# START OF Data provided
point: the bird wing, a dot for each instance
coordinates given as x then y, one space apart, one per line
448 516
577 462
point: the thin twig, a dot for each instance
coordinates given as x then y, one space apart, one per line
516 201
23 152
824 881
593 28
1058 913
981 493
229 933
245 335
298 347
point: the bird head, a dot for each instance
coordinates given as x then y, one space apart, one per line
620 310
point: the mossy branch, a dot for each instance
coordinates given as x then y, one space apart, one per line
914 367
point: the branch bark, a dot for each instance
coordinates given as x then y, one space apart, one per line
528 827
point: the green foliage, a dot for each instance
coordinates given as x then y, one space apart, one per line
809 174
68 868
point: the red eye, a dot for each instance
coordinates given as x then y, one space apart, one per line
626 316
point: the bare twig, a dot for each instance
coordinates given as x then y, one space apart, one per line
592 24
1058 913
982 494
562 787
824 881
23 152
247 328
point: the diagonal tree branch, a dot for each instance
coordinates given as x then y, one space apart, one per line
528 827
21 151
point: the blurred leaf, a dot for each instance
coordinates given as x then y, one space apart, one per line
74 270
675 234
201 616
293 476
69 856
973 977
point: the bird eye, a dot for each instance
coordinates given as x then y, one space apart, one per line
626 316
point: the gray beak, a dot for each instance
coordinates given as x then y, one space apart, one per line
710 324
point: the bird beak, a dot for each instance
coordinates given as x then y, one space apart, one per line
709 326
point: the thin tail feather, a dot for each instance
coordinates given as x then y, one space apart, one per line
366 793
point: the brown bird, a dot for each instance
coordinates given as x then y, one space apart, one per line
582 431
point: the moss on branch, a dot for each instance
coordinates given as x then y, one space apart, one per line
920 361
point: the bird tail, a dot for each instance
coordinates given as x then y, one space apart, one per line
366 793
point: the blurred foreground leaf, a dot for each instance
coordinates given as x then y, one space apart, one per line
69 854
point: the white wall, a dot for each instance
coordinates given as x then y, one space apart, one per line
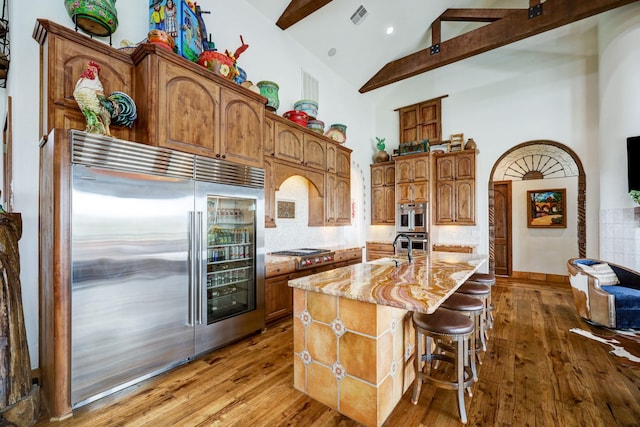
543 250
272 55
544 87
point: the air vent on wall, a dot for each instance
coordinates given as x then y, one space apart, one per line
359 15
310 87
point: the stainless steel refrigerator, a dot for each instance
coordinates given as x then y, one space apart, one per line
167 254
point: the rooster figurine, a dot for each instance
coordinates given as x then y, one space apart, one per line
101 111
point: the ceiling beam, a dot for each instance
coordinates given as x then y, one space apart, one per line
466 15
513 27
298 10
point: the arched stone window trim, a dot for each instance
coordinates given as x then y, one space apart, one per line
539 159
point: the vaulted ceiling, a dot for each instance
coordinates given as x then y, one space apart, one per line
421 42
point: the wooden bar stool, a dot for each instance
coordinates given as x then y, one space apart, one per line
456 328
483 293
474 309
488 279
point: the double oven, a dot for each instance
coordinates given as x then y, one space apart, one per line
412 219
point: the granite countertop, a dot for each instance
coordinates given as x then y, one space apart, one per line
281 259
418 286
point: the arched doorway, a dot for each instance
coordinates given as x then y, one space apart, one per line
538 159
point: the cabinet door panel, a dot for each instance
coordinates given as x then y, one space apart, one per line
377 176
465 166
315 153
421 168
465 202
445 167
420 191
268 141
242 121
188 116
390 175
343 201
390 205
343 162
404 171
444 208
289 143
278 300
378 205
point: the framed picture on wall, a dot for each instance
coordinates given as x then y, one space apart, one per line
547 208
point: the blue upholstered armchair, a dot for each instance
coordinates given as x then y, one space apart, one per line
605 293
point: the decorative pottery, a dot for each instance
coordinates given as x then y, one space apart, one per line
337 135
316 126
96 17
381 156
219 63
342 128
270 91
308 106
299 117
161 38
470 145
241 76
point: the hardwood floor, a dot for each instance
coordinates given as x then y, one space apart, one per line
535 373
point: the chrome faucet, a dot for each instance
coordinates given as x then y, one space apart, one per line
408 245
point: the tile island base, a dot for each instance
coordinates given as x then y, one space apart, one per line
353 356
353 338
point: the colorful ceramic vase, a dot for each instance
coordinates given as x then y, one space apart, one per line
316 126
299 117
270 91
308 106
219 63
241 76
342 128
96 17
161 38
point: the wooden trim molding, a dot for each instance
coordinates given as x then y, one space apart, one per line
582 198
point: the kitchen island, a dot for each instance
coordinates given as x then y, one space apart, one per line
353 338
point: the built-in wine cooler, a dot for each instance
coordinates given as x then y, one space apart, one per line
230 257
167 260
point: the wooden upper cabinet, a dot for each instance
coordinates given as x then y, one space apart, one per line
269 193
315 152
455 188
412 168
421 121
187 115
66 55
241 124
338 159
289 143
268 136
383 174
383 195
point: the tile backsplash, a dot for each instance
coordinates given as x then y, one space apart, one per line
620 236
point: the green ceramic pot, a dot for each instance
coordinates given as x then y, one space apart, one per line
270 91
96 17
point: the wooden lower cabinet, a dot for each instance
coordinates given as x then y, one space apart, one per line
453 248
377 250
278 296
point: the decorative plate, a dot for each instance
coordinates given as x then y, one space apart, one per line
337 135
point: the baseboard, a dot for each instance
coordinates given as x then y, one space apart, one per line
540 277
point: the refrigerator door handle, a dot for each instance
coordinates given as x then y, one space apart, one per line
192 264
198 267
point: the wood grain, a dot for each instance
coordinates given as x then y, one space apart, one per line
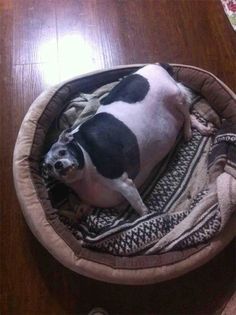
44 42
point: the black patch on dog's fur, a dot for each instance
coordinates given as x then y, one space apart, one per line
111 145
77 152
168 68
131 89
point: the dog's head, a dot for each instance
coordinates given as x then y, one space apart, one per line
65 160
# END OF Data provided
## Job
Write the lines above out again exactly, without any of their pictures.

## Finished exercise
point: the bird wing, a dot for each instance
coordinates given as x then y, one space apart, one per line
448 516
577 462
point: the thin twig, a dot for each instance
coordinates given as x then y, one space apart, one per line
516 201
23 152
824 881
593 28
1058 913
981 493
229 933
245 335
298 347
point: the bird head, a dot for each instance
coordinates given as x then y, one space apart, one per line
620 310
point: the mossy branch, a dot for each instance
coordinates given as x then y, one space apart, one per line
914 367
point: the branch bark, a dot for each instance
coordinates given as x then y, one space apart, one per line
528 827
point: the green foliage, a dot for each instance
coordinates given as x then y, one space apart, one per line
809 174
68 868
point: the red eye, a dot for each instance
coordinates given as x then y, one space apart, one per line
626 316
point: the bare twig, a dot for each instance
coordinates given as x then y, one space apart, one per line
592 24
1058 913
982 494
562 787
824 881
23 152
247 328
point: the diagonal tree branch, a dot for each instance
coordinates given as x then y, one space apart, one per line
528 827
21 151
point: the blurred leaf, a dot for each instance
coordinates given as x then y, one space apart, one per line
74 270
675 234
201 616
293 476
69 856
973 977
point: the bird eye, a dot for each instance
coordinates given as x then y, one space apart, one per line
626 316
point: the gray beak, a dot for each instance
coordinates given as x then y, one space apart, one per line
710 324
point: the bird beak, a dot for each instance
coordinates given as x then y, one space apart, one per line
709 326
point: the thin tail feather, a dot for each instance
coordinates given as x then y, one space apart, one per line
366 793
point: the brown bird, a dot for each instance
coordinates given as x then y, one space apart, one per line
582 431
point: the moss on branch, a dot for each instance
coordinates given as x then y, one space apart, one per line
920 361
point: the bird tail, a dot for each instance
coordinates given as x then y, one space apart, one per line
366 793
point: the blurred foreground leaf, a dot for each instance
coordinates given as x then y, one space apart, one per line
69 854
point: the white wall, a dot for each instance
coordinates given as x then y, one space apart, one per line
543 250
272 55
544 87
point: the air vent on wall, a dot for each instance
coordinates given as x then y, one space apart, one per line
359 15
310 87
point: the stainless steel refrigerator, a dot for each instance
coordinates given as x then y, one space apart, one per line
167 254
point: the rooster figurine, a dot for each instance
coordinates given as x then y, one space apart, one per line
101 111
point: the ceiling beam, a dot for each instance
coordinates given as x then y, one space apart, one per line
466 15
513 27
298 10
point: the arched stone window trim, a dot for each instance
coordinates given as x then y, one space apart, one per line
539 159
point: the vaulted ceiling, a dot for each instance
coordinates given as x then y, one space apart, one per line
421 42
point: the wooden bar stool, a dot for each instance
coordinates given as x then y, one space apart, one per line
456 328
483 293
474 309
488 279
point: the double oven, a dot for each instance
coordinates given as x then y, one space apart, one per line
412 219
point: the granite countertop, a dot for each instance
coordinates given as x then y, one space apart, one per line
281 259
418 286
point: the arched doorway, a dot for each instance
coordinates given as x then y, one space apart, one per line
538 159
point: the cabinet door panel, a dot for each instance
coordinates given as x then y, one space apart, one per line
377 176
465 166
315 153
421 168
465 202
445 167
420 191
268 141
242 121
188 116
390 175
343 201
390 205
343 162
404 171
444 208
289 143
278 300
378 205
point: the framed picture on wall, a dot for each instance
coordinates given as x then y, one space apart, one per line
547 208
point: the blue upholstered armchair, a dot for each instance
coordinates given as x then y, one space apart, one per line
605 293
point: the decorative pottery, a dot for each instance
coordinates given as x then y, one space apart, one per line
337 135
316 126
96 17
381 156
219 63
342 128
270 91
308 106
299 117
161 38
470 145
241 76
point: the hardwood floor, a dot for each instance
coordinates given as x then y, one space apart, one per line
535 373
point: the chrome faucet, a dot for each instance
coordinates given as x then y, one space apart, one per line
408 245
point: the tile island base, a dot for each instance
coordinates given as x then y, one space apart, one per line
353 356
353 338
point: the colorful ceramic vase, a dot for each instance
coordinates given as x then y, one space apart, one per line
316 126
299 117
270 91
308 106
219 63
241 76
342 128
96 17
161 38
point: the wooden trim molding, a dot for each instance
coordinates given as x then y, one space apart, one per line
582 198
point: the kitchen island, a dot for each instance
coordinates given as x then y, one space apart, one per line
353 338
point: the built-in wine cooler, a dot for each instance
coordinates given as x then y, one space apart, one per line
230 257
167 260
point: the wooden upper cabinet, a dot for each instance
coordinates given as x then y, one space apart, one per line
269 193
315 152
455 188
412 168
421 121
187 115
66 55
241 124
338 159
289 143
268 136
383 174
383 195
point: the tile backsplash, a dot for each instance
coordinates given as x then y, one space apart, one per line
620 236
point: the green ceramic pot, a dot for each instance
coordinates given as x then y, one space apart, one per line
270 91
96 17
point: the wooden lower cabinet, a dot for each instance
coordinates given as x then y, one space apart, one per line
453 248
377 250
278 296
point: the decorative plate, a dot for each instance
coordinates given as x then y, one space apart, one per line
337 135
point: the baseboard, a dot for each instance
coordinates given as x then y, one space apart, one per line
540 277
point: the refrigerator door handle, a dot for each instance
coordinates given as x then y, one space apart, one per line
192 264
198 267
point: the wood grain, a dot for each instance
coordinates given as x then y, one space apart, one per line
44 42
point: the black patch on dog's fur, a dot for each instance
coordinates given as x then y, one space apart, one per line
111 145
77 152
168 68
131 89
point: the dog's head, a dot for each instance
coordinates given as x then y, one space apart, one per line
65 160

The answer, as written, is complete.